**JOB 1**
In the mailing list reply about kretprobes, Adam applied two commits on top of which kernel version?

Re: KRETPROBES are broken since kernel 5.8

From: Masami Hiramatsu
Date: Thu Dec 10 2020 - 08:11:00 EST


Hi Adam,

On Thu, 10 Dec 2020 08:17:42 +0100
Adam Zabrocki <pi3@xxxxxxxxxx> wrote:

> Hi,
>
> On Thu, Dec 10, 2020 at 10:25:07AM +0900, Masami Hiramatsu wrote:
> > Hi Adam,
> >
> > Thank you for reporting and debugging, actually we had investigated this
> > issue in Aug. Please read this thread.
> >
> > https://lkml.kernel.org/r/8816bdbbc55c4d2397e0b02aad2825d3@xxxxxxxxxxxxxx
> >
>
> Thanks for the link. I've read the entire history of proposed fix - very
> informative :)
>
> > We finally fixed this issue by commit e03b4a084ea6 ("kprobes: Remove NMI
> > context check") and commit 645f224e7ba2 ("kprobes: Tell lockdep about
> > kprobe nesting"). Yeah, it will be in the v5.10.
> >
> > Could you try to test whether these commits can solve the issue?
>
> I've applied these commits on the top of kernel 5.9.7 and verified that it
> works well. Non-optimized KRETPROBES are back to life.

Good!

>
> However, there might be another issue which I wanted to brought / discuss -
> problem with optimizer. Until kernel 5.9 KRETPROBE on e.g.
> 'ftrace_enable_sysctl' function was correctly optimized without any problems.

Did you check it on other functions? Did you see it only on the "ftrace_enable_sysctl"?

> Since 5.9 it can't be optimized anynmore. I didn't see any changes in the
> sources regarding the optimizer, neither function itself.
> When I looked at the generated vmlinux binary, I can see that GCC generated
> padding at the end of this function using INT3 opcode:
>
> ...
> ffffffff8130528b: 41 bd f0 ff ff ff mov $0xfffffff0,%r13d
> ffffffff81305291: e9 fe fe ff ff jmpq ffffffff81305194 <ftrace_enable_sysctl+0x114>
> ffffffff81305296: cc int3
> ffffffff81305297: cc int3
> ffffffff81305298: cc int3
> ffffffff81305299: cc int3
> ffffffff8130529a: cc int3
> ffffffff8130529b: cc int3
> ffffffff8130529c: cc int3
> ffffffff8130529d: cc int3
> ffffffff8130529e: cc int3
> ffffffff8130529f: cc int3

So these int3 is generated by GCC for padding, right?

> Such padding didn't exist in this function in generated images for older
> kernels. Nevertheless, such padding is not unusual and it's pretty common.
>
> Optimizer logic fails here:
>
> try_to_optimize_kprobe() -> alloc_aggr_kprobe() -> __prepare_optimized_kprobe()

**DATA FOR THIS EXERCISE**

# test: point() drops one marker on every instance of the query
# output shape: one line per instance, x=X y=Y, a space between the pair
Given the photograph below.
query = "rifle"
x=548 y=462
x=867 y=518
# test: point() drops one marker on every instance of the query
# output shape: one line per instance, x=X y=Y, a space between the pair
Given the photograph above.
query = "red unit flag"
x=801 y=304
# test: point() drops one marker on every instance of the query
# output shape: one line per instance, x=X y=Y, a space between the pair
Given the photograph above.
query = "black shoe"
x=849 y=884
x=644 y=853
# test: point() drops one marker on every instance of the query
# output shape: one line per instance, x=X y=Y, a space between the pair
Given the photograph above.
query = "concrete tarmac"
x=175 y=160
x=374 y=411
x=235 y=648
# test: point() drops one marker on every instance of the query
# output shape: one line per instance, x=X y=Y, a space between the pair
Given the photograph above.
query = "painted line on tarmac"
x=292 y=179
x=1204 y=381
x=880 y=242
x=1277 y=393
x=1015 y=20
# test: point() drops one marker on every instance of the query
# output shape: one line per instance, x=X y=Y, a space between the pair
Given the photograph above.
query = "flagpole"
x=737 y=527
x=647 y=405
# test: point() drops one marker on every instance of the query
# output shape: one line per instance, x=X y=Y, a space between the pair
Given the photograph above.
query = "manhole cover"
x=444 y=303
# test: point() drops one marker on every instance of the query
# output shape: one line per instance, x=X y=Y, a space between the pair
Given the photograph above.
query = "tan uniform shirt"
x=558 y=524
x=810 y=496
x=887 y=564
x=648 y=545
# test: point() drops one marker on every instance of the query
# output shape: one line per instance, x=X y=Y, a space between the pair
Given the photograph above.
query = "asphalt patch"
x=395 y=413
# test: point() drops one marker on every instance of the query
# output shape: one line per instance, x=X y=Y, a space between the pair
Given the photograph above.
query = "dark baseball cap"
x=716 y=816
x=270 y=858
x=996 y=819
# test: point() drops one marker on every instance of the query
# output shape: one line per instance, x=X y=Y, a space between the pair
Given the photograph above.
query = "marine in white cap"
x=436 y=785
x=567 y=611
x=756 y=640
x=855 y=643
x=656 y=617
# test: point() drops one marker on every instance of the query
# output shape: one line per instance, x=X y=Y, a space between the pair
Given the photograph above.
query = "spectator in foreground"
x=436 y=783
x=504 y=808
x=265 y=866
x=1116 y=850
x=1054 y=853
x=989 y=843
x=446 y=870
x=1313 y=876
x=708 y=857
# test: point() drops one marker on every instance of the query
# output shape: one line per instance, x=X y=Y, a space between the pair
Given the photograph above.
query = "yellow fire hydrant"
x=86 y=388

**JOB 2**
Copy the rows word for word, from their first line through the line containing "x=395 y=413", with both of those lines included.

**ANSWER 1**
Kernel 5.9.7.

**ANSWER 2**
# test: point() drops one marker on every instance of the query
# output shape: one line per instance, x=X y=Y, a space between the pair
Given the photograph below.
query = "rifle"
x=548 y=462
x=867 y=518
# test: point() drops one marker on every instance of the query
# output shape: one line per instance, x=X y=Y, a space between the pair
Given the photograph above.
query = "red unit flag"
x=801 y=304
# test: point() drops one marker on every instance of the query
# output shape: one line per instance, x=X y=Y, a space between the pair
Given the photograph above.
query = "black shoe"
x=849 y=884
x=644 y=853
# test: point() drops one marker on every instance of the query
# output shape: one line per instance, x=X y=Y, a space between the pair
Given the photograph above.
query = "concrete tarmac"
x=175 y=160
x=374 y=411
x=235 y=648
# test: point() drops one marker on every instance of the query
# output shape: one line per instance, x=X y=Y, a space between the pair
Given the photograph above.
query = "painted line on tarmac"
x=292 y=179
x=1204 y=381
x=880 y=242
x=1277 y=393
x=1015 y=20
# test: point() drops one marker on every instance of the query
# output shape: one line per instance, x=X y=Y, a space between the pair
Given the photograph above.
query = "flagpole"
x=737 y=527
x=647 y=405
# test: point() drops one marker on every instance of the query
# output shape: one line per instance, x=X y=Y, a space between the pair
Given the photograph above.
query = "manhole cover"
x=444 y=303
# test: point() drops one marker on every instance of the query
# output shape: one line per instance, x=X y=Y, a space between the pair
Given the photograph above.
query = "tan uniform shirt"
x=558 y=524
x=810 y=496
x=887 y=564
x=648 y=545
# test: point() drops one marker on every instance of the query
# output shape: one line per instance, x=X y=Y, a space between the pair
Given the photograph above.
query = "asphalt patch"
x=395 y=413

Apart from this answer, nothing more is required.